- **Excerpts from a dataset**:
■ ■ ■

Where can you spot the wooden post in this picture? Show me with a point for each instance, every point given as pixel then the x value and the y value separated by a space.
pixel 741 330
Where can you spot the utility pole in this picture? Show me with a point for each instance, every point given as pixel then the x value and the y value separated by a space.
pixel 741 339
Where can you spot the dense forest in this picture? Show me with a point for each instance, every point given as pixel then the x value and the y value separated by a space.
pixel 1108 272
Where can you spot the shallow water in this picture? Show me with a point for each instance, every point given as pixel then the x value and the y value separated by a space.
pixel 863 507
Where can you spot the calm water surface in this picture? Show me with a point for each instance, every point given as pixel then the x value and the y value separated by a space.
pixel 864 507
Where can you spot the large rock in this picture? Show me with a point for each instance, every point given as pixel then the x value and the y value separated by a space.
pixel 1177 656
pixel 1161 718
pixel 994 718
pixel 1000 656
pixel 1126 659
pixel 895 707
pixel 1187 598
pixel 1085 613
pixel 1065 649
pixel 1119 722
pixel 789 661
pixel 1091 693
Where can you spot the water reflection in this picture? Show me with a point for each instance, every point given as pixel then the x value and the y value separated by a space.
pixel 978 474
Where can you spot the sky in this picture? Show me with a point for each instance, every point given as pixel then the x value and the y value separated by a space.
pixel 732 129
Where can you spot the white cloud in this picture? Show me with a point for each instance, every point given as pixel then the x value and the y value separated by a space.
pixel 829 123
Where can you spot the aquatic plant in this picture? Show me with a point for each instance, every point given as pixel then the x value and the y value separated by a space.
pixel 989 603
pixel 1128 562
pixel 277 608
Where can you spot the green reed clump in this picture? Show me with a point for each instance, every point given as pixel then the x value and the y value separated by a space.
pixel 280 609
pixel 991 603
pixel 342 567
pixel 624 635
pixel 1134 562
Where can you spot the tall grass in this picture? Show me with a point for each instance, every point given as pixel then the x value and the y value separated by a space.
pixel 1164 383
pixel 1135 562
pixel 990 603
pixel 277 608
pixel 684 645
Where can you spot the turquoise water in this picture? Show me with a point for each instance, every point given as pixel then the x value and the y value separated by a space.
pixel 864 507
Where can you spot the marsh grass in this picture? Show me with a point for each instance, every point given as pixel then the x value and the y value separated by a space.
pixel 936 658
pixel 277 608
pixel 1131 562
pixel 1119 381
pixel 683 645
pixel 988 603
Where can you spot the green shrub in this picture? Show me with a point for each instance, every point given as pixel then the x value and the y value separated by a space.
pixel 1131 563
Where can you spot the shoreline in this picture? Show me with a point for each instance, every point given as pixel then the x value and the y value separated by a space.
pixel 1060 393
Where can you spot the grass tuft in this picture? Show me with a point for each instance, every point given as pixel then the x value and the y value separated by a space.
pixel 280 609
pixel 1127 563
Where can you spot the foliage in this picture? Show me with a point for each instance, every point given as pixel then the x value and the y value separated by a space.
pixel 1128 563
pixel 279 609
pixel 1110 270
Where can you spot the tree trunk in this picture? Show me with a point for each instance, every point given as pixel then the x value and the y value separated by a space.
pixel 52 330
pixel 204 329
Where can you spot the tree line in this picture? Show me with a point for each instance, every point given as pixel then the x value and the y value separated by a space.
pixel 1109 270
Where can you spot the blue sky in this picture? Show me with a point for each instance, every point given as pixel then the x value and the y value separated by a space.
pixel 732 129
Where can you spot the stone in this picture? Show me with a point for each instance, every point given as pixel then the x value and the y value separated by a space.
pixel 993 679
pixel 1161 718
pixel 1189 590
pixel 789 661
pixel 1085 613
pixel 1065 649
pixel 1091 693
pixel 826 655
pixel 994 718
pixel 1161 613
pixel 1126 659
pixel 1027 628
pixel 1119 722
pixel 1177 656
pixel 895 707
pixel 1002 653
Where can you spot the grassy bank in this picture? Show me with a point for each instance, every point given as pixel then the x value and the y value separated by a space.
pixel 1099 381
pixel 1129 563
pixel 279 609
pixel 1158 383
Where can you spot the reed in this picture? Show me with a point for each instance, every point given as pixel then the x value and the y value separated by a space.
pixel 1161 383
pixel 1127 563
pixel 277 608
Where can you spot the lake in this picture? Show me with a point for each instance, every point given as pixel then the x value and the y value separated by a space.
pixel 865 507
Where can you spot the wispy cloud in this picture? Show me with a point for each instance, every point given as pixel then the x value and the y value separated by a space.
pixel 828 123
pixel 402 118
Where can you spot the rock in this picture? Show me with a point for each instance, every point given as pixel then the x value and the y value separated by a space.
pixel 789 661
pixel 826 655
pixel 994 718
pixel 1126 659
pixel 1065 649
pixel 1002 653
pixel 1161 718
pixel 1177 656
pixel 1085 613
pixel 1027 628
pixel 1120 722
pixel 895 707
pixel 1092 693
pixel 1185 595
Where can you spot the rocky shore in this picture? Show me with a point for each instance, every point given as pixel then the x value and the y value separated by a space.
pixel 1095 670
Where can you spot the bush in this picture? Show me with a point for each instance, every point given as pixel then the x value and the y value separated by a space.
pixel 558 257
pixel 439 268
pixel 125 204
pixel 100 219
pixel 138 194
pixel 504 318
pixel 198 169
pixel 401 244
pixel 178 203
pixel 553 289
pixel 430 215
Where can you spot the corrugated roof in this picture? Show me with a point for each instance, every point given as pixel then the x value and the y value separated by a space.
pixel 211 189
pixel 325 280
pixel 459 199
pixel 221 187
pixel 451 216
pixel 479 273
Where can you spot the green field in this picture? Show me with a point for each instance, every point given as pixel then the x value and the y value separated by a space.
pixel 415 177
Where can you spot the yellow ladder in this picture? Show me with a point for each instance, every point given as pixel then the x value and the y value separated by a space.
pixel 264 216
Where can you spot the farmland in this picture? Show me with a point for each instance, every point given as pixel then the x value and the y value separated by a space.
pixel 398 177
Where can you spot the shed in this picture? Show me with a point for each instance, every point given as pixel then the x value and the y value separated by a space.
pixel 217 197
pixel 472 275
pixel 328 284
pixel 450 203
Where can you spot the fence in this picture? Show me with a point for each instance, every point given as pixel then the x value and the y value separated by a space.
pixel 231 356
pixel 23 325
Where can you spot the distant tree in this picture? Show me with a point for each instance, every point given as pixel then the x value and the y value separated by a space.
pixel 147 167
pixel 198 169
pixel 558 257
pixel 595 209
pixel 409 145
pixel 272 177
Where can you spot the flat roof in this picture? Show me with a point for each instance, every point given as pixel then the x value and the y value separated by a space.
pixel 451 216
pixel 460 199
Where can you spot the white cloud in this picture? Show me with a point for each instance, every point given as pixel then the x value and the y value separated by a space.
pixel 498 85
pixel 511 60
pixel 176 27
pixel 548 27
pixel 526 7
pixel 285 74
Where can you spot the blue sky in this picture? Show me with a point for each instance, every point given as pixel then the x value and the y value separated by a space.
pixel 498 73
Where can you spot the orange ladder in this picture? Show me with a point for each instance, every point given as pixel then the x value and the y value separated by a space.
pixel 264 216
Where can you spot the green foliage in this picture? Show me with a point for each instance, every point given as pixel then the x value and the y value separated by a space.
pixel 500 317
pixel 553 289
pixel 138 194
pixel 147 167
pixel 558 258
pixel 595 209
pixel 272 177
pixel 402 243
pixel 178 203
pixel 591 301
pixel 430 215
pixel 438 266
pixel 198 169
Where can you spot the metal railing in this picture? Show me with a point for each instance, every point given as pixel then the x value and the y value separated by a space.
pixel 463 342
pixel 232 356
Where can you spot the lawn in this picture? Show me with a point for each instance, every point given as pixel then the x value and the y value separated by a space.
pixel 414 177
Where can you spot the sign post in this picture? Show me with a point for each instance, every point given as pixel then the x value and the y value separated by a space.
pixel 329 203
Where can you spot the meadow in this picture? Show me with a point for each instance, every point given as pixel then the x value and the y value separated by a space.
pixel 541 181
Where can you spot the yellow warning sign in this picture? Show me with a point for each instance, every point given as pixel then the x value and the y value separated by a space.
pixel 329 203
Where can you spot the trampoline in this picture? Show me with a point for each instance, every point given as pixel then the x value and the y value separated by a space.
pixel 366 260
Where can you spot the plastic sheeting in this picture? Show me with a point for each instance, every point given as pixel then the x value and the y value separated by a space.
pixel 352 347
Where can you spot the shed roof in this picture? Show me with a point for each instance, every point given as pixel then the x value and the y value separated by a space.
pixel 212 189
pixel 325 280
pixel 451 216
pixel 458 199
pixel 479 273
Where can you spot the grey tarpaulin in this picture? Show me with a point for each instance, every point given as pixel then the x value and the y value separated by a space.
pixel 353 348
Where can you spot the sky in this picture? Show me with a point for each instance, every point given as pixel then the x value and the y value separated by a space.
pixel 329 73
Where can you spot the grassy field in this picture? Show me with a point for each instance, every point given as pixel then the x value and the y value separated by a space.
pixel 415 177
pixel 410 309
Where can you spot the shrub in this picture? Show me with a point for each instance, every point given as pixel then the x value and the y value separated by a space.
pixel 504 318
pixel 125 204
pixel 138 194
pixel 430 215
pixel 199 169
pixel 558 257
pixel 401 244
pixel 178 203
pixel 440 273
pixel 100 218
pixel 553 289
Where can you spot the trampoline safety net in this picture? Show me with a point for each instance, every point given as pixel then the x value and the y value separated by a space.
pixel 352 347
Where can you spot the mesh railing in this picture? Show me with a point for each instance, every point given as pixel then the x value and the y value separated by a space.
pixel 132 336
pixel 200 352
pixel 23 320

■ ■ ■

Only the lines from the one with "Where can you spot the trampoline in" through the end of the records above are to be copied, exactly as written.

- **Response to this exercise**:
Where can you spot the trampoline in this picture? Show me with a point for each instance, every point given as pixel then the x value and the y value separated by a space.
pixel 366 260
Where can you spot the plastic sheeting in this picture? Show me with a point for each instance, every point given as pixel then the x value and the y value separated by a space.
pixel 352 347
Where can you spot the shed roof in this picture? Show me with a point for each instance, every point given as pixel then the x value and the y value separated by a space.
pixel 212 189
pixel 325 280
pixel 451 216
pixel 458 199
pixel 479 273
Where can you spot the grey tarpaulin in this picture? Show me with a point for each instance, every point given as pixel then the x value and the y value separated by a space.
pixel 353 348
Where can you spot the sky in this picture? Show me with a point for each instance, every point given as pixel then the x value and the y value separated by a space.
pixel 329 73
Where can you spot the grassy field in this picture? Show me with a point for each instance, every point given as pixel then the x value and the y value separated by a space.
pixel 415 177
pixel 410 309
Where can you spot the shrub in this picture? Show me with a point for each instance, every point given as pixel then the x value and the y value separated by a space.
pixel 504 318
pixel 125 204
pixel 138 194
pixel 430 215
pixel 199 169
pixel 558 257
pixel 401 244
pixel 178 203
pixel 440 273
pixel 100 218
pixel 553 289
Where can you spot the trampoline safety net in this picture? Show me with a point for each instance, every point given as pixel then the x value and the y value separated by a space.
pixel 352 347
Where can you spot the mesh railing in this picture? Show me with a point for each instance, every point given as pixel then the x value and the y value separated by a space.
pixel 132 336
pixel 200 352
pixel 23 320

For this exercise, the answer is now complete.